Start of TEXT EXTRACT
RFR: 8240197: Cannot start JVM when $JAVA_HOME includes CJK characters

Fri Feb 28 05:43:28 UTC 2020

Hi Yasumasa,

thanks for fixing this. CC'ing Ralf since this was his change.

-----

Not sure MB_ERR_INVALID_CHARS with a subsequent return NULL is a good
option for conversion errors? Would it not better to use the default
behavior of replacing invalid code points with U+FFFD?

-----

Can the result buffer overflow? UTF16 is a variable sized char set, code
points can overflow into the upper plane and use 32bit. Result buffer size
is calculated in terms of sizeof(wchar_t). Not sure what size wchar_t is;
if it is 16bit the result buffer could be too small. If it is 32bit I'd be
really confused too :) since we would have had 32bit-wide characters before
and now we deal with UTF16?

Should it be too small, there are two solutions:

1) either over-allocate for the worst case: for each input char allocate
space for two 16bit code points.
2) or, call MultiByteToWideChar twice, first time with 0 as output buffer
size. Then, function just returns output buffer size, which you can
allocate and repeat the call.
End of TEXT EXTRACT
Start of EXCERPTED RECORDS
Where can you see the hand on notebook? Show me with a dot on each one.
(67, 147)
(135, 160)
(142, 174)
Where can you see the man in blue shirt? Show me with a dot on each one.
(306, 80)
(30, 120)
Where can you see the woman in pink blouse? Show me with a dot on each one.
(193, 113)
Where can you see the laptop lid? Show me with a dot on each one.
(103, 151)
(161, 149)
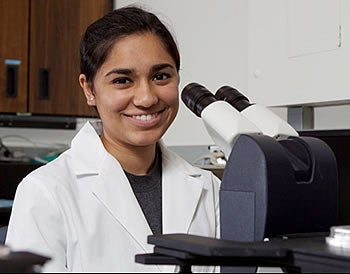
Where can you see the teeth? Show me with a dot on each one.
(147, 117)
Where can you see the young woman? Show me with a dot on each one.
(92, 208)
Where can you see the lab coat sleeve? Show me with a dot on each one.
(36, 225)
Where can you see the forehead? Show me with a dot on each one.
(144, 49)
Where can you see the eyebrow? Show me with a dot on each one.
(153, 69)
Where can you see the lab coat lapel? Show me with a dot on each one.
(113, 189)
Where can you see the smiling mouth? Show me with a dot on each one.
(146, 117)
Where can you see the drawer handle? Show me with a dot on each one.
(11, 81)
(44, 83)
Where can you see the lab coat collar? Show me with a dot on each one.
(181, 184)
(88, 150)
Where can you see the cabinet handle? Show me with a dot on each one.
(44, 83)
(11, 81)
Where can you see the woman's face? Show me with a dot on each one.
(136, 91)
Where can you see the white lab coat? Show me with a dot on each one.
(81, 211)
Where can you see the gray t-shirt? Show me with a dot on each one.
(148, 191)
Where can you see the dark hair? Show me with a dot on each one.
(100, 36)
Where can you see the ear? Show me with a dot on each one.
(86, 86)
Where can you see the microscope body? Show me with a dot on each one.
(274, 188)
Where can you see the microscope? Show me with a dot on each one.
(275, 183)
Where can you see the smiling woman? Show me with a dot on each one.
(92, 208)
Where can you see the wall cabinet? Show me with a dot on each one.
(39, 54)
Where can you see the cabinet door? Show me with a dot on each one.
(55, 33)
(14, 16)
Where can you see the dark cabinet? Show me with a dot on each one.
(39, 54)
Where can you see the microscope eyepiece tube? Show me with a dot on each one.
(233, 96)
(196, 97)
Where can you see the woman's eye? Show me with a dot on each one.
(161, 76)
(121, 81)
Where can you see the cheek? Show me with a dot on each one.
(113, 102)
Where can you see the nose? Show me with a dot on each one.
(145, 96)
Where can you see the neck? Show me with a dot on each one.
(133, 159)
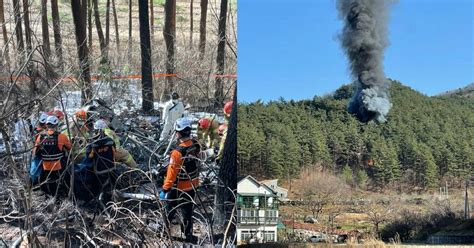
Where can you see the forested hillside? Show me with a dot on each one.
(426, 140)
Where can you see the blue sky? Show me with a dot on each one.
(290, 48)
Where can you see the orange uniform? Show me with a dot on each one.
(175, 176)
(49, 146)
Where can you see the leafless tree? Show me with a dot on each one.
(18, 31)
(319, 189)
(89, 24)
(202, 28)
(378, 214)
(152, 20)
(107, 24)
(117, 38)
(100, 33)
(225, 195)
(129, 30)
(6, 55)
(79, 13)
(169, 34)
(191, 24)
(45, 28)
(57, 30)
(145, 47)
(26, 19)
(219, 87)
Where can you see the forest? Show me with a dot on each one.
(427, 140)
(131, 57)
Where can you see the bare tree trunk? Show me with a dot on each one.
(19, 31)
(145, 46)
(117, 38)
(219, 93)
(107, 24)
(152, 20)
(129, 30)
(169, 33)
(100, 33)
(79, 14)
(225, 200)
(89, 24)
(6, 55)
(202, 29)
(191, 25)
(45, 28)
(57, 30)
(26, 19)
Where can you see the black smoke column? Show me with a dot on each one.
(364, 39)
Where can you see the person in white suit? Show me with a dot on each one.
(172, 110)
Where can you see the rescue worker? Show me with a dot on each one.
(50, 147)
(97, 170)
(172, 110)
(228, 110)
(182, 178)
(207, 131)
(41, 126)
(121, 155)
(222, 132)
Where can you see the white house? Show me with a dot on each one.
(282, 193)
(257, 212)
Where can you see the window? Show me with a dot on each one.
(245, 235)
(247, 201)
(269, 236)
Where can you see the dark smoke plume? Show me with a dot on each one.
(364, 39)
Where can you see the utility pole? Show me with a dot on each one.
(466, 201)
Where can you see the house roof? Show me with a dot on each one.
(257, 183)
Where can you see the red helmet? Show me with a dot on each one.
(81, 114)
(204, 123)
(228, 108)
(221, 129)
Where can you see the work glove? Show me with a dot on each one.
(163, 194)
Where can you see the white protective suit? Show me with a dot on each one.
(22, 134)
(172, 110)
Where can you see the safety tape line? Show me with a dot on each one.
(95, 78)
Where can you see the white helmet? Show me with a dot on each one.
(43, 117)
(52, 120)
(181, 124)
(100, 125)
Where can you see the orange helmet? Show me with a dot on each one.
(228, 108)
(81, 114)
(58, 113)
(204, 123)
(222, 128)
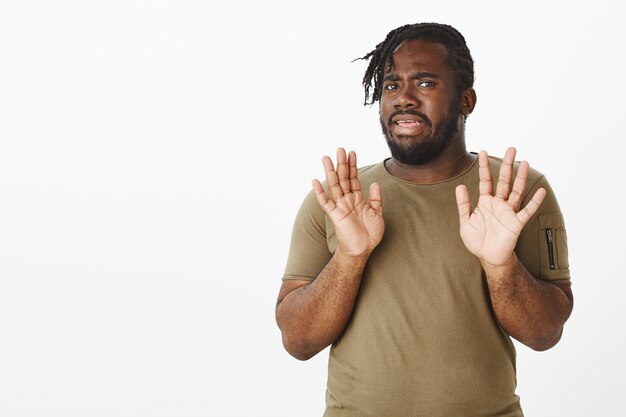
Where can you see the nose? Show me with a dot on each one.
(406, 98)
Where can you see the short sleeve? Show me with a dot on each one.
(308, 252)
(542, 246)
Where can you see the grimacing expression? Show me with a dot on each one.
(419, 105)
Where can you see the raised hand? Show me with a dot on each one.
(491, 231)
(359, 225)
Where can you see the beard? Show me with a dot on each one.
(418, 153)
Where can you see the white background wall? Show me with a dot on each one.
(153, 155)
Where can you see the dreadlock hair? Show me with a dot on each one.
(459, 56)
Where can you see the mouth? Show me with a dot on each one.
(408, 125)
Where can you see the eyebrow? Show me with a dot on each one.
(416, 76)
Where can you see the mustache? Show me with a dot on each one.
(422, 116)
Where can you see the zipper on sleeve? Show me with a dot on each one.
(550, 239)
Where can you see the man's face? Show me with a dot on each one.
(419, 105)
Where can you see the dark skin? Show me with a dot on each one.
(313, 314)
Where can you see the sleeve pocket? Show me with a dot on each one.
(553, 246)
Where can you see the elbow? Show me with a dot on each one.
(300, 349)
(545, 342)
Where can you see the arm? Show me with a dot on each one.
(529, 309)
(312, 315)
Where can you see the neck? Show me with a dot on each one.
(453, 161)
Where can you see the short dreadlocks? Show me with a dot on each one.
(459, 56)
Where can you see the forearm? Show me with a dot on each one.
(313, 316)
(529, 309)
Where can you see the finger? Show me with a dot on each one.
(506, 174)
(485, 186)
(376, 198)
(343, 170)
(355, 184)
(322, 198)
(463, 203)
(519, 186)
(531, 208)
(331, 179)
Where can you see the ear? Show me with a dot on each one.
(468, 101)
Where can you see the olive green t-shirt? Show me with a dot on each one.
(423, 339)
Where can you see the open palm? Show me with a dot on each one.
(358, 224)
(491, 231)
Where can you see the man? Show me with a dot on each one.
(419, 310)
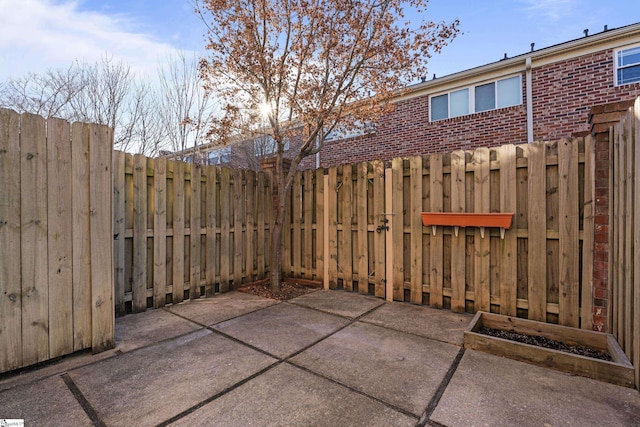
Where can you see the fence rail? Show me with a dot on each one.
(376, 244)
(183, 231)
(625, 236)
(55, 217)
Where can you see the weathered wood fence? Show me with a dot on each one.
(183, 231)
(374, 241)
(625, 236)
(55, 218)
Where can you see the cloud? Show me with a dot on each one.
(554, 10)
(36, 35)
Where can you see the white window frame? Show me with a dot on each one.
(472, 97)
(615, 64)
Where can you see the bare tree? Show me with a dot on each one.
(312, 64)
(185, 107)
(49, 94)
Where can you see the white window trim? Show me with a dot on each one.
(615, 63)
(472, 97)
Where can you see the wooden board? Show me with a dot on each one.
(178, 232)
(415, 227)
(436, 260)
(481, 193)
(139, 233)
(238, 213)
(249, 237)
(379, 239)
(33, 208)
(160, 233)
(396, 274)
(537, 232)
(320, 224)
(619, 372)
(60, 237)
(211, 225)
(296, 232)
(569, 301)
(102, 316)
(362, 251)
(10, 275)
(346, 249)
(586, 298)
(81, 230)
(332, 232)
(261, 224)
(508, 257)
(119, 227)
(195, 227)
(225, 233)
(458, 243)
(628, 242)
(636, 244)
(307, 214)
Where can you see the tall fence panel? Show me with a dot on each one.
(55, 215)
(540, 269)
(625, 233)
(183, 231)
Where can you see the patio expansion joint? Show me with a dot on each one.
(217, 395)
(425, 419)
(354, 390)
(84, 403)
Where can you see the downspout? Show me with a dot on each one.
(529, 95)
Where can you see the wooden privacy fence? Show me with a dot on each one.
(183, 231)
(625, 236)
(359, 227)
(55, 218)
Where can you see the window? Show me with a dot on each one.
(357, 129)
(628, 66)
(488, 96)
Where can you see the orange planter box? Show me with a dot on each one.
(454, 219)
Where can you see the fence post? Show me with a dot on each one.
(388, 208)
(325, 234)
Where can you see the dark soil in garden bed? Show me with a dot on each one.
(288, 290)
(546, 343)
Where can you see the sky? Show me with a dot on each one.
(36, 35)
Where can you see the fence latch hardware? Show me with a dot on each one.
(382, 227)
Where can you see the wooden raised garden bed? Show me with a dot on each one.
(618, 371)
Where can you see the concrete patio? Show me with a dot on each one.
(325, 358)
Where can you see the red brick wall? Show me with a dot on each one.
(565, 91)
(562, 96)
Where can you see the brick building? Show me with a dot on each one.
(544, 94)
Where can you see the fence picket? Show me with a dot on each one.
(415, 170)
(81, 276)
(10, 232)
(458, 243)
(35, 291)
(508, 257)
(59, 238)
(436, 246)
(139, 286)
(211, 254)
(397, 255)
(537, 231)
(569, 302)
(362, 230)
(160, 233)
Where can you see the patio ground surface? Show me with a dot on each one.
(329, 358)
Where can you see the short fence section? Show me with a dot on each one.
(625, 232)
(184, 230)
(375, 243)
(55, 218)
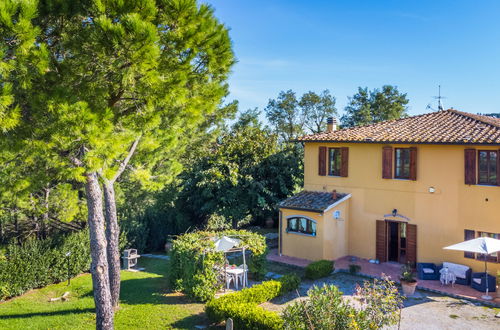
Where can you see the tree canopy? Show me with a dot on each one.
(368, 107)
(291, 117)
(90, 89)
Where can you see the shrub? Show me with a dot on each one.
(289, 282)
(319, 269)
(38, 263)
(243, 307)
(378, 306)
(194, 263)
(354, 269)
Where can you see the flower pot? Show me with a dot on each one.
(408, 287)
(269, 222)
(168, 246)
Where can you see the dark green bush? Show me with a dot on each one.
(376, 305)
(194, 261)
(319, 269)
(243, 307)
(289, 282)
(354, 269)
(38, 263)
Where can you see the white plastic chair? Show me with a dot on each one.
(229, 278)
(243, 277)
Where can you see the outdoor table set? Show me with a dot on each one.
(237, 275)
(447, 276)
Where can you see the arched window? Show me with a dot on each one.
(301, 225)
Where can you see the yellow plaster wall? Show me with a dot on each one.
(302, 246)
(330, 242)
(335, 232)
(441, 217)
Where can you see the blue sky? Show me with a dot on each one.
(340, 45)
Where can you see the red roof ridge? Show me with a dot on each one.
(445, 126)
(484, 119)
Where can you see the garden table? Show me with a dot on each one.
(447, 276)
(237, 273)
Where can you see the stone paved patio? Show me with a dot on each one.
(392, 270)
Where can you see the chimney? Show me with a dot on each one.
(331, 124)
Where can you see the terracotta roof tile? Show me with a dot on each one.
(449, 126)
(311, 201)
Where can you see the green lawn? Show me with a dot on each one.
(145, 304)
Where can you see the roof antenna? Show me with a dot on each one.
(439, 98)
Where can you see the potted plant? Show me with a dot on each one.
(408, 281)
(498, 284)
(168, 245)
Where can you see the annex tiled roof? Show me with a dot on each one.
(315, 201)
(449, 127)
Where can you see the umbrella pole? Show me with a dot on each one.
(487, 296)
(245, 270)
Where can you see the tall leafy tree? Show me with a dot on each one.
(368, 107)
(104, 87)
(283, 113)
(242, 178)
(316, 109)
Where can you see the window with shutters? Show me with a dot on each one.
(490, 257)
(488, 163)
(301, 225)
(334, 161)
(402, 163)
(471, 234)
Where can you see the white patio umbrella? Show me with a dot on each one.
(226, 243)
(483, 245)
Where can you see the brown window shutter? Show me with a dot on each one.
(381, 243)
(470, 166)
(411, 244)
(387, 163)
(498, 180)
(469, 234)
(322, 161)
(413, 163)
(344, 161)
End of EXCERPTED RECORDS
**TASKS TO PERFORM**
**1.** Check each statement against the review message and answer yes or no, quoting the exact words from the message that decide it.
(a) The writer copies Ralf on the message because the change was his.
(b) The writer knows for certain that wchar_t is 16 bits wide.
(c) One proposed fix calls MultiByteToWideChar three times.
**2.** Reproduce the review message word for word between "Not sure MB_ERR_INVALID_CHARS" and "deal with UTF16?", inclusive.

**ANSWERS**
**1.**
(a) Yes: "CC'ing Ralf since this was his change."
(b) No: "Not sure what size wchar_t is"
(c) No: "call MultiByteToWideChar twice"

**2.**
Not sure MB_ERR_INVALID_CHARS with a subsequent return NULL is a good
option for conversion errors? Would it not better to use the default
behavior of replacing invalid code points with U+FFFD?

-----

Can the result buffer overflow? UTF16 is a variable sized char set, code
points can overflow into the upper plane and use 32bit. Result buffer size
is calculated in terms of sizeof(wchar_t). Not sure what size wchar_t is;
if it is 16bit the result buffer could be too small. If it is 32bit I'd be
really confused too :) since we would have had 32bit-wide characters before
and now we deal with UTF16?